Data provided below:

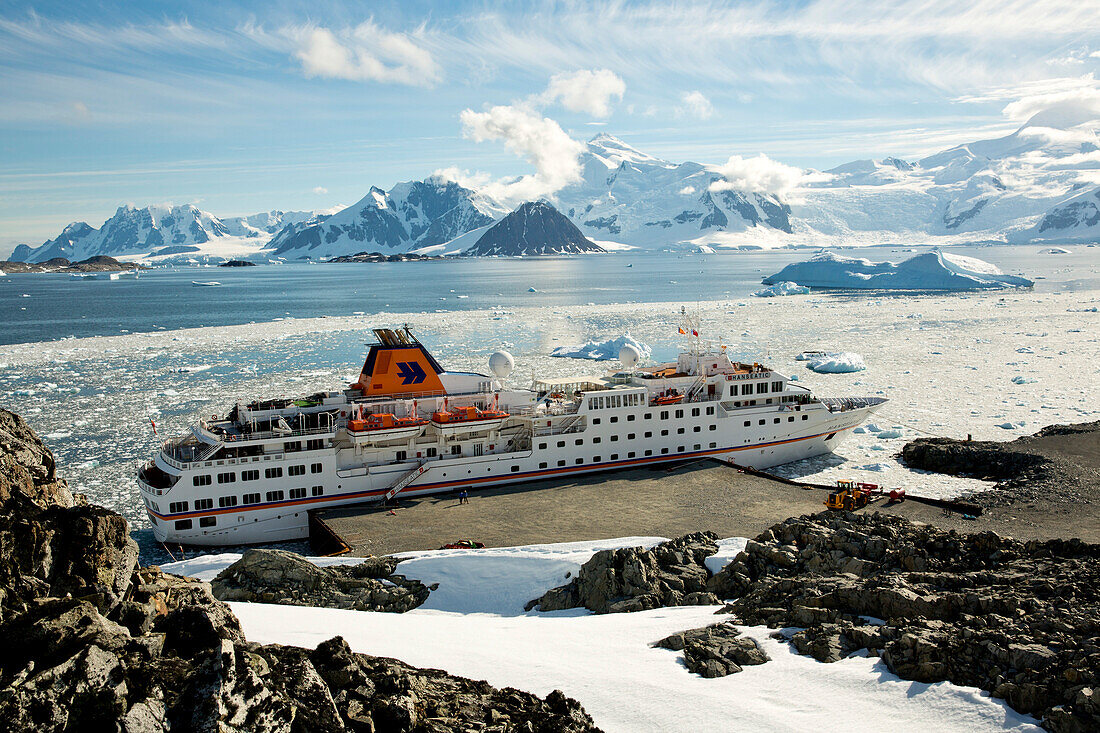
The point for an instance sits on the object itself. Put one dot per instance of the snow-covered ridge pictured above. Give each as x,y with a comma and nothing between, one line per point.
932,271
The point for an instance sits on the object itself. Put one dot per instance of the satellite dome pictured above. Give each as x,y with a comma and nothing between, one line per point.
502,363
629,357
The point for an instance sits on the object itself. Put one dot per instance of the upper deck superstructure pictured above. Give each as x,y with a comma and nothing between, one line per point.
408,426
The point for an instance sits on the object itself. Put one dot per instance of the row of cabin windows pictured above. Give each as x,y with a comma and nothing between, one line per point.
276,472
615,457
756,387
612,401
292,446
776,420
227,502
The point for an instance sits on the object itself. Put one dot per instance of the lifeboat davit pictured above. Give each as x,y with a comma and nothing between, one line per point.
384,427
466,419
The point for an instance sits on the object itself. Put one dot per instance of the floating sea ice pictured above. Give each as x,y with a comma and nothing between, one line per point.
838,363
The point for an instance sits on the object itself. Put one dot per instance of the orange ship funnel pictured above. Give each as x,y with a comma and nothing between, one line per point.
398,364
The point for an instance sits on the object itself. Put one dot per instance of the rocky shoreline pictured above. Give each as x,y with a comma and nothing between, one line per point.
94,642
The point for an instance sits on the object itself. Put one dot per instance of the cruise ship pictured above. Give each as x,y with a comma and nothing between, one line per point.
409,427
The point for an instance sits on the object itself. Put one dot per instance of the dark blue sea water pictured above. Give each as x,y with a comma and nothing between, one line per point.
50,307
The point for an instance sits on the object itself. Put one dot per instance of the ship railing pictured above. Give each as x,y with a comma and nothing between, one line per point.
844,404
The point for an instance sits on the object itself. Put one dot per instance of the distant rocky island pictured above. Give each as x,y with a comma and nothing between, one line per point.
98,263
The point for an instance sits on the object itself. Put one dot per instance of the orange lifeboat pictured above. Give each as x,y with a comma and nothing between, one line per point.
466,419
385,426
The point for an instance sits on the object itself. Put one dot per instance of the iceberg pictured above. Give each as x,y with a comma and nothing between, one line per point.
838,363
782,288
602,350
932,271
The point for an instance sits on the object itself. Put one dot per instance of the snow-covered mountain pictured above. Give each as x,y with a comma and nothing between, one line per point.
534,228
410,216
630,197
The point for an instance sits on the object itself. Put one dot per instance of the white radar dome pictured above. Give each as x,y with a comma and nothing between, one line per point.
502,363
629,357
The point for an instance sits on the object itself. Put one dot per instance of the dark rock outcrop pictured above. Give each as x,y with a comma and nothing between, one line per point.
270,576
94,643
1058,465
636,579
1021,620
534,228
714,651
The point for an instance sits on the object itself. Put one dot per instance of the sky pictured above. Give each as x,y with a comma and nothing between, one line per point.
248,107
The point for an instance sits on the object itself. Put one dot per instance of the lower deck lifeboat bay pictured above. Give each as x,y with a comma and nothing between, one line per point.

End of Data provided.

• **Task to complete**: Would you copy out exactly the lines from the one holding "the dark rock" through the end of the entries above, both ends included?

• **Completed exercise**:
The point for an instance sits on the object itself. Put one dot per instance of the dark rock outcrop pictured above. Give each as x,y with a comma and nothing between, one line per point.
270,576
94,643
1058,465
636,579
1021,620
534,228
714,651
The point for an instance sits on the object itself. Put one dot per instance of the sky pictured above. Give each as x,y with a comma and nothing between, one line per point.
248,107
The point for an instance sits on the object itself. Put one dot per instance of the lower deck lifeboat bay pictured above. Give each as x,y with a comma and nothing between, one line per point.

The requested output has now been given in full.